* Given exercise:
Below is a block of records: output all of them exactly and leave out the pictures.

* Listed records:
+ + + + +
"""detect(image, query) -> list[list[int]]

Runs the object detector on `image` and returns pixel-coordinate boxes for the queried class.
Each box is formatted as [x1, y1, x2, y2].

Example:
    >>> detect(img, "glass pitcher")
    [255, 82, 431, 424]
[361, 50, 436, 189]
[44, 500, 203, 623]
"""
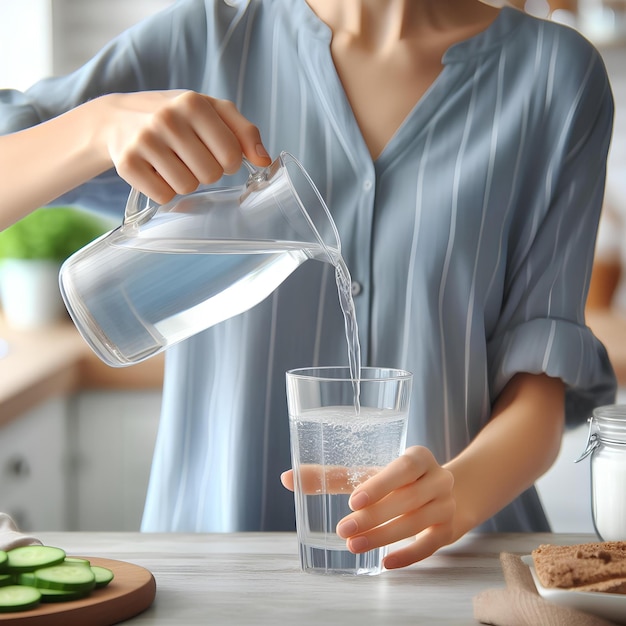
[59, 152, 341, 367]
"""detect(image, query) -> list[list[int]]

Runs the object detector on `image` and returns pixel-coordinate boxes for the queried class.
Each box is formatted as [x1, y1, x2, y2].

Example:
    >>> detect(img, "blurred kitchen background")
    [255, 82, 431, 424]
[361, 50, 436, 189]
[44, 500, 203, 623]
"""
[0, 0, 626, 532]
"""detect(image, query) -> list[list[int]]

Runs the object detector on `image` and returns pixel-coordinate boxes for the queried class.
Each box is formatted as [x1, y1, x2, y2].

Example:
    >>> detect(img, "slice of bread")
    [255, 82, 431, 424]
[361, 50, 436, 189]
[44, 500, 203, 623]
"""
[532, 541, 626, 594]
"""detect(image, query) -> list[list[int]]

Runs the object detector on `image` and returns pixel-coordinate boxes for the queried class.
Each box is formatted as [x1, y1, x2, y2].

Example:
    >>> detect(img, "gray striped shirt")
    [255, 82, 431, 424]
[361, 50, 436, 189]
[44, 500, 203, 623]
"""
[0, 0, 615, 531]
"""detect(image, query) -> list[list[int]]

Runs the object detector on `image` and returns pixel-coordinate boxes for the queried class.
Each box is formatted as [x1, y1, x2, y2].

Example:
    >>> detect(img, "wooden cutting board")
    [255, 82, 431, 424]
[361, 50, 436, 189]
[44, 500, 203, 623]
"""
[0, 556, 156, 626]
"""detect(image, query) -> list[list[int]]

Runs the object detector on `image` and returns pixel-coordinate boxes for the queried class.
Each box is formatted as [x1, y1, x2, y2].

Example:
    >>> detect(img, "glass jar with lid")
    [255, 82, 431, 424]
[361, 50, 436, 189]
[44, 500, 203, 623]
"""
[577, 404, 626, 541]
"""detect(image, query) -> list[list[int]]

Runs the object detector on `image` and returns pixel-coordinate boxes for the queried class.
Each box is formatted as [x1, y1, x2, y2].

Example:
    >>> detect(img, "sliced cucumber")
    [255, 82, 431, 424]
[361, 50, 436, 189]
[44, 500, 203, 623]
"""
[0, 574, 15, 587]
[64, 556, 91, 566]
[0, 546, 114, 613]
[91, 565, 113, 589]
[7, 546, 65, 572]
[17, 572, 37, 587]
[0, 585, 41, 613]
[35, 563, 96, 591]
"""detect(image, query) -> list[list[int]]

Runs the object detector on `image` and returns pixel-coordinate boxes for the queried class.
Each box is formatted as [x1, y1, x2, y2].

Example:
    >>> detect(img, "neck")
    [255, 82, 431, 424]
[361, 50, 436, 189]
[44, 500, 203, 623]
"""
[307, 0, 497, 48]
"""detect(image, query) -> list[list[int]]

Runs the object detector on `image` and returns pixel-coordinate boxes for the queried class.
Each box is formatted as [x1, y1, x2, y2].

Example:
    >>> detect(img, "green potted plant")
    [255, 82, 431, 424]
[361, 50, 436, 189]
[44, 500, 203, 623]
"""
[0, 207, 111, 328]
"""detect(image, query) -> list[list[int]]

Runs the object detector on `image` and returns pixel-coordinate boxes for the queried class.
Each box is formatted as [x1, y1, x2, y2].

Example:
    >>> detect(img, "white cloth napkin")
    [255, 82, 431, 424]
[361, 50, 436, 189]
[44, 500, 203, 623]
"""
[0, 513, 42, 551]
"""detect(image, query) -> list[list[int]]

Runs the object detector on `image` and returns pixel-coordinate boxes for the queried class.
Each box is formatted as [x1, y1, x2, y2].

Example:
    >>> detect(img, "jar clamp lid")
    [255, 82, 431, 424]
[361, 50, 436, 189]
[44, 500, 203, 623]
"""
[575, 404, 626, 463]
+ + + + +
* Solved problem:
"""detect(image, query) -> list[list[int]]

Runs the object detector on `image` and returns pixel-coordinate boxes for the queried class.
Each box is formatted as [x1, y1, x2, y2].

Example:
    >>> detect(img, "glass pitcher")
    [255, 82, 431, 424]
[361, 50, 436, 189]
[44, 500, 203, 623]
"""
[59, 152, 341, 367]
"""detect(image, query) -> list[list[int]]

Runs the object detector on `image` and returns pixel-coordinate boxes for the queried class.
Each box is formatted as [x1, y1, x2, y2].

Example:
    >>> detect(img, "blurred kitchen background")
    [255, 82, 431, 424]
[361, 50, 436, 189]
[44, 500, 203, 623]
"""
[0, 0, 626, 532]
"""detect(image, query) -> list[list[int]]

Runs the object detector on `image` and returns pixel-coordinate boxes for the queried class.
Each box is formatted as [x1, y1, x2, y2].

Example:
    >>> detect(img, "slice of bread")
    [255, 82, 431, 424]
[361, 50, 436, 189]
[44, 500, 203, 623]
"""
[532, 541, 626, 594]
"""detect(image, query) -> list[list[int]]

Runs the object detector on `image` and returns pixel-coordinate boxes for the queried class.
Each box is formatted as [x1, y1, x2, y2].

Example:
    >>> detect(img, "gray striped shirt")
    [255, 82, 431, 424]
[361, 50, 436, 189]
[44, 500, 203, 623]
"""
[0, 0, 615, 531]
"""detect(image, query) -> list[list[int]]

Runs the object detector on `image` and returns pixel-coordinate boxes for the queried class.
Each box is formatted as [x1, y1, x2, y2].

Example:
    >>> detect(img, "wooden cutting board")
    [255, 82, 431, 424]
[361, 50, 436, 189]
[44, 500, 203, 623]
"""
[0, 556, 156, 626]
"""detect(image, query) -> list[list[int]]

Runs the object detector on `image` and returns pixel-coordinate boxes for the queried class.
Each box is formatted as [x1, y1, x2, y2].

Example:
    >>> detect(img, "glass jar with lid")
    [255, 82, 431, 424]
[361, 50, 436, 189]
[44, 500, 203, 623]
"""
[577, 404, 626, 541]
"""detect(image, query) -> list[list[int]]

Runs the object detector on `image` and returns pixel-coordinate boxes for the queried class.
Each box is formatted as [x1, y1, x2, y2].

Example:
    >>> detect(img, "sliced cucumber")
    [255, 82, 431, 424]
[361, 50, 436, 189]
[44, 500, 203, 623]
"""
[0, 574, 15, 587]
[64, 556, 91, 566]
[0, 546, 114, 613]
[91, 565, 113, 589]
[7, 546, 65, 572]
[17, 572, 37, 587]
[0, 585, 41, 613]
[35, 563, 96, 591]
"""detect(image, query) -> list[list[int]]

Runs the object detector on `image` and returns pixel-coordinate boxes for the queried class.
Each box is formatted as [x1, y1, x2, y2].

Example:
    >>> detect(img, "neck")
    [255, 82, 431, 424]
[361, 50, 436, 189]
[44, 500, 203, 623]
"""
[307, 0, 497, 48]
"""detect(image, query) -> list[list[int]]

Runs the object detector on `image` and returns pixel-coordinate boxes for the queried class.
Each box is formatted as [x1, y1, x2, y2].

Example:
    >>> detect(img, "green potted plant")
    [255, 82, 431, 424]
[361, 50, 436, 189]
[44, 500, 203, 623]
"""
[0, 207, 111, 328]
"""detect(image, query) -> list[list[int]]

Runs the object detector on `image` and returns pixel-coordinate boxes for the queried class.
Each box is formatted as [x1, y1, x2, y2].

Example:
    >>> detect(img, "white cloth napkin")
    [255, 82, 431, 424]
[361, 50, 436, 189]
[44, 500, 203, 623]
"""
[0, 513, 42, 551]
"""detect(image, query) -> list[list[int]]

Runs the object detector on `image` and returns pixel-coordinate boxes for the queried class.
Each box is formatted as [x1, y1, x2, y2].

Example:
    >>> detect(img, "jar clamp lid")
    [255, 82, 431, 424]
[361, 50, 436, 189]
[44, 500, 203, 623]
"""
[575, 404, 626, 463]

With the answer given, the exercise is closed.